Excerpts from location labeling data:
■ ■ ■ ■ ■

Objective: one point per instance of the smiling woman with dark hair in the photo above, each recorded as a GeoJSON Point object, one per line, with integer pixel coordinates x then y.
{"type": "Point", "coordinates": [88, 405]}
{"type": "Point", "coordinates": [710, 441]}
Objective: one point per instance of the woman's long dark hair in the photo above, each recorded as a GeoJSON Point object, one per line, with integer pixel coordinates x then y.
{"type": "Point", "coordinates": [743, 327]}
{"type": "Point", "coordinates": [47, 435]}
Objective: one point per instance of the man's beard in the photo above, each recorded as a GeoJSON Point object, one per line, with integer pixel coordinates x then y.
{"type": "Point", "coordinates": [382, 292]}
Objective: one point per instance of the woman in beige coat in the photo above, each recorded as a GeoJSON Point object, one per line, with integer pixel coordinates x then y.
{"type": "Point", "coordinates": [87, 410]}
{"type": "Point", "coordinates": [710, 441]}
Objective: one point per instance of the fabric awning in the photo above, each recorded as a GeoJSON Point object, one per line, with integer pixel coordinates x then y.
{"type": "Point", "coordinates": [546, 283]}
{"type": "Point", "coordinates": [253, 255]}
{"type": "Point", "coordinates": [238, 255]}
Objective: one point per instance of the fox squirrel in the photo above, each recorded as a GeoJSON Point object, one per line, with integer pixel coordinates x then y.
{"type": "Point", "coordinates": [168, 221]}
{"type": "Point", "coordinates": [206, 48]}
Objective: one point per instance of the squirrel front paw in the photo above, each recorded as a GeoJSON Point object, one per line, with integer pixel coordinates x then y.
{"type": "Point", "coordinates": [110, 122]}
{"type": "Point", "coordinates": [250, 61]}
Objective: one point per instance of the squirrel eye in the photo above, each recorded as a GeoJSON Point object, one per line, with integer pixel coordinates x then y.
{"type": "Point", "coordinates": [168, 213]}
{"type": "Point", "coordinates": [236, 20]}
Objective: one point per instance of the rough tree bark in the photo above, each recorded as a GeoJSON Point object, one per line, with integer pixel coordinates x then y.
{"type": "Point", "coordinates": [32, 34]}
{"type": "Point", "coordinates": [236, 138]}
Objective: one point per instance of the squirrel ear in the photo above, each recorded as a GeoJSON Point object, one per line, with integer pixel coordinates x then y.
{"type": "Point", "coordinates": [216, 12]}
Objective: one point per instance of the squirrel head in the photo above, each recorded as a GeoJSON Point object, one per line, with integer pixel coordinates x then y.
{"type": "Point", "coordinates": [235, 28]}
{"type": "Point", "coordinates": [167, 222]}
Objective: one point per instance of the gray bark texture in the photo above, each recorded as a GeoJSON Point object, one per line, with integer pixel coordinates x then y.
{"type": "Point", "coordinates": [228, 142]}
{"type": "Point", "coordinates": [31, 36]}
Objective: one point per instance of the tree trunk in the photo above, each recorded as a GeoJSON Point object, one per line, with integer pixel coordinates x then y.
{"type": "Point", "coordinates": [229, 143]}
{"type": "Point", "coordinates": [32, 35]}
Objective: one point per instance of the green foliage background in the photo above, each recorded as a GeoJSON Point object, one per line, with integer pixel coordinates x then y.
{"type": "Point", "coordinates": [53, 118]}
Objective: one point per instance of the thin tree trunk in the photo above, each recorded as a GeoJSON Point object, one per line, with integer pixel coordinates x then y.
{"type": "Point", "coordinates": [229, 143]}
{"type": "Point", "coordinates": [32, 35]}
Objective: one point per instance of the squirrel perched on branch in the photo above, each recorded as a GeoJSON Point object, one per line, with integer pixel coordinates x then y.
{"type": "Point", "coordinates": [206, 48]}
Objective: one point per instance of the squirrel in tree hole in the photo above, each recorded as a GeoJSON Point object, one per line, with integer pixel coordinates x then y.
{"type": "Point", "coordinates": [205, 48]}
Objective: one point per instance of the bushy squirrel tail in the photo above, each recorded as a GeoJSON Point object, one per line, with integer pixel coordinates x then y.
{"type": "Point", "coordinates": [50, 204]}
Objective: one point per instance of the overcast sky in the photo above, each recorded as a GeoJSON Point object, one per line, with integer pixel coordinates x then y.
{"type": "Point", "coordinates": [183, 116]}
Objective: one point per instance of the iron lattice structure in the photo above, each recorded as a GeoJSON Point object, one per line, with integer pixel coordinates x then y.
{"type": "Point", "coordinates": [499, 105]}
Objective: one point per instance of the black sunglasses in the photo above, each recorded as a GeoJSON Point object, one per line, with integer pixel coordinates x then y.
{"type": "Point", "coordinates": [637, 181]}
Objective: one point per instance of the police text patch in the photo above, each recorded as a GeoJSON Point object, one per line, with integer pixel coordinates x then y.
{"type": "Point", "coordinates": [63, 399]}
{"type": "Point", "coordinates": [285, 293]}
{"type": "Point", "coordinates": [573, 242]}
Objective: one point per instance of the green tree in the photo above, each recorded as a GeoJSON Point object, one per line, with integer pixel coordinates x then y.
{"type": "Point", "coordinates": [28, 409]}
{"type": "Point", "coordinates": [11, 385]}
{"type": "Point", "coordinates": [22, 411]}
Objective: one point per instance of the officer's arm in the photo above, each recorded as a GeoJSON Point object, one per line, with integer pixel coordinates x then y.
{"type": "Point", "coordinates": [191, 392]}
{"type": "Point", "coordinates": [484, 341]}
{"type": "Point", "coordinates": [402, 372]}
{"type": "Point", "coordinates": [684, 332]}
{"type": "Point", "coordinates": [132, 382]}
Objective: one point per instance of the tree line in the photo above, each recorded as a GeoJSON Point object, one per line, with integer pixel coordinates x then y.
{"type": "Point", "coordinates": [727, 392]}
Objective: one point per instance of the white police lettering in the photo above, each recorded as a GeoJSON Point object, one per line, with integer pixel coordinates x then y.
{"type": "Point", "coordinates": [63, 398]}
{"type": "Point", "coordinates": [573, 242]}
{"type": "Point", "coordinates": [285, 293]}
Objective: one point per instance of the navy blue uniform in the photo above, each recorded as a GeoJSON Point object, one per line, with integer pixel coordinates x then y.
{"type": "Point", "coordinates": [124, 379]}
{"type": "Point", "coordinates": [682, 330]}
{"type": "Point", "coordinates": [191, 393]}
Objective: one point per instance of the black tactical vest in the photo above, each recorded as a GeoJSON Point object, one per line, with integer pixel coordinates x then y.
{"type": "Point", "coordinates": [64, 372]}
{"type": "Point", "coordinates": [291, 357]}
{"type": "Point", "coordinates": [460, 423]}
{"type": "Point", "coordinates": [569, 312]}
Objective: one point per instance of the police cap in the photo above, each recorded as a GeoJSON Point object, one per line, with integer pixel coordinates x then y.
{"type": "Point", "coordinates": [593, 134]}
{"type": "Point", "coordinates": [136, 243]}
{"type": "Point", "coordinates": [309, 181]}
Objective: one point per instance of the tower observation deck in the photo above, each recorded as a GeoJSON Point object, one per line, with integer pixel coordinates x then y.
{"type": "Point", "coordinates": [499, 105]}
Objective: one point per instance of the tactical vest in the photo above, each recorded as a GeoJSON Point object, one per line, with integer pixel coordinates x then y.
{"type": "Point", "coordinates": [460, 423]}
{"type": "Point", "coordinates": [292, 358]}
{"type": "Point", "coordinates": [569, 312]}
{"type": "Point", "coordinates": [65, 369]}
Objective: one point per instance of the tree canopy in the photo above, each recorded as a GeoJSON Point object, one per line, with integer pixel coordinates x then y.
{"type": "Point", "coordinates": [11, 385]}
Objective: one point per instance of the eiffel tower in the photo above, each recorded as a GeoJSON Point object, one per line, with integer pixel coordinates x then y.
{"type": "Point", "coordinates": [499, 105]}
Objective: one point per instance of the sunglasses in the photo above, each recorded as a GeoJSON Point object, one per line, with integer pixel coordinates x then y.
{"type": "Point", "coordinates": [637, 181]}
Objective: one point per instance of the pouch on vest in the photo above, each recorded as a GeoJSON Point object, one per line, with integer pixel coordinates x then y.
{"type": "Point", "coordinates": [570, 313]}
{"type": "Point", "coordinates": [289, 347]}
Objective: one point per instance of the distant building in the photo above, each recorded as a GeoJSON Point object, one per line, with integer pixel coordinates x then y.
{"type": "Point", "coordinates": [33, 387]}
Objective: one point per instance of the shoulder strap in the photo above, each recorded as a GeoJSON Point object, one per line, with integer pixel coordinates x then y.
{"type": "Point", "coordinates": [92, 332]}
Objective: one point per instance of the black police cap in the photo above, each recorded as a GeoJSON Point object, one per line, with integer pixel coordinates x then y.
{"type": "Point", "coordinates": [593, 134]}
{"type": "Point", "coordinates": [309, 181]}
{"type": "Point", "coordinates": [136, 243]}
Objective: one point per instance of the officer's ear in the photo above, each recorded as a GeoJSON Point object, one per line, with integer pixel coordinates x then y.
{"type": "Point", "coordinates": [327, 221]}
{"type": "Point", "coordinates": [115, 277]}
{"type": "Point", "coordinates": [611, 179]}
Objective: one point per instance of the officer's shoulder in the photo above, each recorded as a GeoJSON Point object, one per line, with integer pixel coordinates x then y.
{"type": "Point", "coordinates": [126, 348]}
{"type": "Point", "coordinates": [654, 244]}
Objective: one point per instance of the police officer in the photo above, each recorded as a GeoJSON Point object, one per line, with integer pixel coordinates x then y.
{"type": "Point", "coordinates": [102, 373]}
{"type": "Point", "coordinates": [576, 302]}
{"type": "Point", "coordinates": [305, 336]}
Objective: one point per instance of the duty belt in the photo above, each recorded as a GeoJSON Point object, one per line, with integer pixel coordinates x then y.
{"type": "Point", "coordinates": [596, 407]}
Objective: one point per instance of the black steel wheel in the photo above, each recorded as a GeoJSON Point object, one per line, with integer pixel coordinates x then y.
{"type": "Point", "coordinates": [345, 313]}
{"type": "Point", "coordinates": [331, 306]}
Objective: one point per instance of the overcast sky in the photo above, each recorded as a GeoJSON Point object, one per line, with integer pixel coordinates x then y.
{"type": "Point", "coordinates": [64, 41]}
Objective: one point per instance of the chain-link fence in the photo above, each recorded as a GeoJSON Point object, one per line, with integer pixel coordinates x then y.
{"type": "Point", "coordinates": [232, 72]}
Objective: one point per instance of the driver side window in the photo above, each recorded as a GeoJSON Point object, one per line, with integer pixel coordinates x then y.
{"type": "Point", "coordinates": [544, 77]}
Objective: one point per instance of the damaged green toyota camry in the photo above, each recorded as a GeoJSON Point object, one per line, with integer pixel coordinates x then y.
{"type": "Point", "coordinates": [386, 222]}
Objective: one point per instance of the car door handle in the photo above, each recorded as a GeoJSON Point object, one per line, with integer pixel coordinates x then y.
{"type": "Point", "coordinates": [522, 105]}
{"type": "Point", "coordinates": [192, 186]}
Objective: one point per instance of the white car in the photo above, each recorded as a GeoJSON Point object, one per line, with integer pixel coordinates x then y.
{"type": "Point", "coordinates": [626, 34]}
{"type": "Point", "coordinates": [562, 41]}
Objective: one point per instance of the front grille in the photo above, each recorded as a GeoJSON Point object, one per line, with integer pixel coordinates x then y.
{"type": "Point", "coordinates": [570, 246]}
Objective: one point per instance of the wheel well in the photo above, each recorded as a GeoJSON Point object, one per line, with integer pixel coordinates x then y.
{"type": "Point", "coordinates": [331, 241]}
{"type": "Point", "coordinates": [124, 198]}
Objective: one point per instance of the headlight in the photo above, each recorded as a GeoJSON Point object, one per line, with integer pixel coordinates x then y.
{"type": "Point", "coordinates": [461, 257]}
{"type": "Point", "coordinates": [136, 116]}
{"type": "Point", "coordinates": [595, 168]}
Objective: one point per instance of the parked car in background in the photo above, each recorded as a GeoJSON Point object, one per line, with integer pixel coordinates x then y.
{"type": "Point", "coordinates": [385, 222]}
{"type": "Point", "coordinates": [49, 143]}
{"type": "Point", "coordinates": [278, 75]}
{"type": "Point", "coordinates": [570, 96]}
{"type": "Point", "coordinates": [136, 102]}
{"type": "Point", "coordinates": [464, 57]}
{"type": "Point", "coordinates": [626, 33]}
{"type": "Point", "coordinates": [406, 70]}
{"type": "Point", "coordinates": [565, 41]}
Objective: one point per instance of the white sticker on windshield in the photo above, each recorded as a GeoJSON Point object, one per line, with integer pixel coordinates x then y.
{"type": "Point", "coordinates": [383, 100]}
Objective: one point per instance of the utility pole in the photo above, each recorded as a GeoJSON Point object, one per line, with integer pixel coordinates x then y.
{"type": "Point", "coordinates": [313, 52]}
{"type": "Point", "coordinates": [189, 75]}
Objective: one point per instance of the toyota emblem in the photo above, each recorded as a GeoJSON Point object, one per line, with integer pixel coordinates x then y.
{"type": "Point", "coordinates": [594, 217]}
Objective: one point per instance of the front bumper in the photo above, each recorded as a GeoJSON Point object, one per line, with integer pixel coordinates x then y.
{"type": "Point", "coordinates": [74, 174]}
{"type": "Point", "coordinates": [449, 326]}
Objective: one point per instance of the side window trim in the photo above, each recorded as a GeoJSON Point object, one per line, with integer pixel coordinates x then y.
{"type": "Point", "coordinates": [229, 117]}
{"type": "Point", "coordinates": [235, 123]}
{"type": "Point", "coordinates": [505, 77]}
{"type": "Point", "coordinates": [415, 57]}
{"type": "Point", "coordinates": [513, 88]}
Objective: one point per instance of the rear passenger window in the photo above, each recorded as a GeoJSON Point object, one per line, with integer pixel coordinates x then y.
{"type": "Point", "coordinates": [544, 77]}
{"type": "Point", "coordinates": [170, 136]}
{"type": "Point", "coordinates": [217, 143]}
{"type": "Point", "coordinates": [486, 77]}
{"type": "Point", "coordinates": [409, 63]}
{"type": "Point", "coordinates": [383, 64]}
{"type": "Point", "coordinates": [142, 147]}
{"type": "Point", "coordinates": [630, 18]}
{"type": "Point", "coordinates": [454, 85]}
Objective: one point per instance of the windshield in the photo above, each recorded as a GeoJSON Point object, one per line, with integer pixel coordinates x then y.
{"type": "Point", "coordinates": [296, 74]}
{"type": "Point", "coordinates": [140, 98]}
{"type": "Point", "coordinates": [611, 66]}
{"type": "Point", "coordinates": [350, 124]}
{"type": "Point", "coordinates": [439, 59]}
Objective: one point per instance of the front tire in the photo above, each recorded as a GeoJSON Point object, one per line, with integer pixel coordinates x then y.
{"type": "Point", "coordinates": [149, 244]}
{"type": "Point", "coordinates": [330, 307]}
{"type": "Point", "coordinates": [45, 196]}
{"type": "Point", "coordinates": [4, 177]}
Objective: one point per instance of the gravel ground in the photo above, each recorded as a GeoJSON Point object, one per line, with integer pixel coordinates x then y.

■ ■ ■ ■ ■

- [Description of the task]:
Please copy the records starting at the line that contains "Objective: one point per instance of the side" and ending at the end of the records, keeping every line, requests included. Multiply each coordinate in the answers by 0.75 and round to whole numbers, with halves going up.

- [Task result]:
Objective: one point per instance of the side window trim in the photo above, each recorded as a GeoJSON Point object, one per line, with integer pixel coordinates x then y.
{"type": "Point", "coordinates": [172, 88]}
{"type": "Point", "coordinates": [176, 92]}
{"type": "Point", "coordinates": [379, 58]}
{"type": "Point", "coordinates": [311, 43]}
{"type": "Point", "coordinates": [385, 66]}
Objective: one point per instance of the rear passenger window in the photo above, each recorded as a GeoJSON Point object, one per line, with integer pixel coordinates x then y.
{"type": "Point", "coordinates": [408, 58]}
{"type": "Point", "coordinates": [128, 102]}
{"type": "Point", "coordinates": [163, 107]}
{"type": "Point", "coordinates": [365, 58]}
{"type": "Point", "coordinates": [307, 47]}
{"type": "Point", "coordinates": [287, 48]}
{"type": "Point", "coordinates": [107, 110]}
{"type": "Point", "coordinates": [473, 14]}
{"type": "Point", "coordinates": [341, 64]}
Objective: one point per instance of the windshield in the photo above, each recorded as a GeoJSON Point object, one per line, with integer pixel coordinates x then y.
{"type": "Point", "coordinates": [222, 56]}
{"type": "Point", "coordinates": [105, 74]}
{"type": "Point", "coordinates": [458, 50]}
{"type": "Point", "coordinates": [263, 93]}
{"type": "Point", "coordinates": [329, 44]}
Objective: one point per instance of the front tire in the photo above, each recorded as a GeoJSON Point object, one per line, with integer pixel coordinates x then y.
{"type": "Point", "coordinates": [112, 183]}
{"type": "Point", "coordinates": [248, 230]}
{"type": "Point", "coordinates": [34, 147]}
{"type": "Point", "coordinates": [3, 133]}
Objective: one point per instance of the gravel ground in the photo above, each recorded as a GeoJSON Point object, one per line, with integer pixel coordinates x then y.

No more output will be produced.